▸ **Exercise instructions**
Below are lines of data, and only some are wanted. Please repeat exactly those from the line that has "marking the small" through the line that has "marking the brown".
━━━━━ Data provided
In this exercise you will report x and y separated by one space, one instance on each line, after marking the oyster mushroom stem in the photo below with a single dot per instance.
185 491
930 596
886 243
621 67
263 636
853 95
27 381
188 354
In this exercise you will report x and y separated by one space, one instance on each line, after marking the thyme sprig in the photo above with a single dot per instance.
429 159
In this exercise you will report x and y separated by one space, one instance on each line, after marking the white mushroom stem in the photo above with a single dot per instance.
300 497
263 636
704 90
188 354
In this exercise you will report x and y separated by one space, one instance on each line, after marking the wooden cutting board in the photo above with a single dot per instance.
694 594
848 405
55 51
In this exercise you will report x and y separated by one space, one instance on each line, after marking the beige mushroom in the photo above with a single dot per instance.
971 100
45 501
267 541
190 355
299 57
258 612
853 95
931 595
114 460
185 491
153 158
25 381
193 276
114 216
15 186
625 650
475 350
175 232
━━━━━━━━━━
━━━━━ Data provided
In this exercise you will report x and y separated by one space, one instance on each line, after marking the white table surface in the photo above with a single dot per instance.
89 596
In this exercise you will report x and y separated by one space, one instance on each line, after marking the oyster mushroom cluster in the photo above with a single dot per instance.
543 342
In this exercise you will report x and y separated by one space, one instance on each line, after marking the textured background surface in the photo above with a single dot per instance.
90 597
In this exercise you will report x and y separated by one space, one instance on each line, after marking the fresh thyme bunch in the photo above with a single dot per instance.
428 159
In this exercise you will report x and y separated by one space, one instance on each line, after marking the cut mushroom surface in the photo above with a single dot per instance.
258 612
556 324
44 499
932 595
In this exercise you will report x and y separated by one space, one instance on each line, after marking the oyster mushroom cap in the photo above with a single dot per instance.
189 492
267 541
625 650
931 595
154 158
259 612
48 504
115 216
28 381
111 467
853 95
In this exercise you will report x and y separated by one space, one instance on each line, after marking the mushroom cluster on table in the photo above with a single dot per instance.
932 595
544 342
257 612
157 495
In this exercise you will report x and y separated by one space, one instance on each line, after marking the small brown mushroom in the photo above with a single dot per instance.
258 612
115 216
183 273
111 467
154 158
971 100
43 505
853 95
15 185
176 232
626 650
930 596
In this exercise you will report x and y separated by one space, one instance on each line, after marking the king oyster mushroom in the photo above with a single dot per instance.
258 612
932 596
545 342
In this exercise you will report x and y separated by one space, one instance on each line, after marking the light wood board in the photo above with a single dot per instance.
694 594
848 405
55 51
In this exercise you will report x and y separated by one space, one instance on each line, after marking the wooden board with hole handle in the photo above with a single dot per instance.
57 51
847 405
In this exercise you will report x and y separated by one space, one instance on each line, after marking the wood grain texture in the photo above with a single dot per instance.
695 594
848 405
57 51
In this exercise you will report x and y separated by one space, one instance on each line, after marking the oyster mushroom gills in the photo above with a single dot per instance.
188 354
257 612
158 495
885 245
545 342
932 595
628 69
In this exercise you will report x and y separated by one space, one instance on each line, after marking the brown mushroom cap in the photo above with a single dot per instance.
━━━━━━━━━━
▸ **Exercise result**
In this exercise you will report x and y separated by one space, one instance on each line, after marking the small brown mushroom in the photo above with a single dot per instance.
258 612
115 216
183 273
111 467
154 158
971 100
43 505
853 95
15 185
176 232
626 650
930 596
In this exercise you will report x and y separated by one space, one instance on each line, after marking the king oyster mushroom in the photo above with a single dot per instance.
258 612
932 596
545 342
In this exercise you will report x and y separated by one space, one instance on each line, after marking the light wood board in the photo above with a single dot per instance.
694 594
848 405
55 51
In this exercise you will report x and y separated by one space, one instance on each line, after marking the wooden board with hole handle in the photo above with a single dot per instance.
57 51
847 405
In this exercise you will report x and y separated by one space, one instance on each line, after marking the wood grain texture in the photo above with a single dot per instance.
695 594
848 405
57 51
In this exercise you will report x and y separated by one space, one instance on each line, after marking the oyster mushroom gills in the photo above with a single dot per instance.
188 354
257 612
158 495
885 245
545 342
932 595
628 69
In this exercise you will report x and y separated by one space, one instance on each line, after marking the brown mushroom cap in the photo above with a single dot per instance.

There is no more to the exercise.